| WHAT YOU NEED TO DO |
Extract every line of the records below that contains the word "dark", matching case exactly.

(Object location annotation data)
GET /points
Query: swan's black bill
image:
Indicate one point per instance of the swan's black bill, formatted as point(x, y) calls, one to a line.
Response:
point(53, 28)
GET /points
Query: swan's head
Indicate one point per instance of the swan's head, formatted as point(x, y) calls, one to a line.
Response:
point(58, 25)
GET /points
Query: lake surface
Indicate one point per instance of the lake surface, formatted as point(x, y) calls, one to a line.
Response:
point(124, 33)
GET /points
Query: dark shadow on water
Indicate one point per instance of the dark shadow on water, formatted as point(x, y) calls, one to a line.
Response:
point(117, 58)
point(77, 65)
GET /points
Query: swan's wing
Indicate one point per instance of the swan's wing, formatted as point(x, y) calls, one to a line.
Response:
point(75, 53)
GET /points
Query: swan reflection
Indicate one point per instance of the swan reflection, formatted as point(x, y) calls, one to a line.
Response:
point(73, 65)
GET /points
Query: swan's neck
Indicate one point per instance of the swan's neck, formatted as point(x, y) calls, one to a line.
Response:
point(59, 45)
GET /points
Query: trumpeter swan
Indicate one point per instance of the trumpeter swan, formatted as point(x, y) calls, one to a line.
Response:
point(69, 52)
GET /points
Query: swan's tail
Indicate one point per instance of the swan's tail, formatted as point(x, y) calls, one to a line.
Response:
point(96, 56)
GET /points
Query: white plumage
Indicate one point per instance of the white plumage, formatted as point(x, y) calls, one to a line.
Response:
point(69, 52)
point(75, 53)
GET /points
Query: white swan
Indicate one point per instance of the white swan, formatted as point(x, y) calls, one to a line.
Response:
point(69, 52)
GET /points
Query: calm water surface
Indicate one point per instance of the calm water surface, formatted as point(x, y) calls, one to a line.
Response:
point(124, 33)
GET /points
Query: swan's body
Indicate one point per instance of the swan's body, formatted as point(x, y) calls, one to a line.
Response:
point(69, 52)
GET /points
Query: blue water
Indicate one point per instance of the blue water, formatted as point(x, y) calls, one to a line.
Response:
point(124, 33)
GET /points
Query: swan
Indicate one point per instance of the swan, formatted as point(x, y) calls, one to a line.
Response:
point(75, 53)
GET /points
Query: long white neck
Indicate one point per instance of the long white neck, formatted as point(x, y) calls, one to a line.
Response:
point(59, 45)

| EXERCISE SOLUTION |
Query: dark shadow on water
Indicate one point per instance of the dark shadow on water, formatted as point(x, y) calls, one to a line.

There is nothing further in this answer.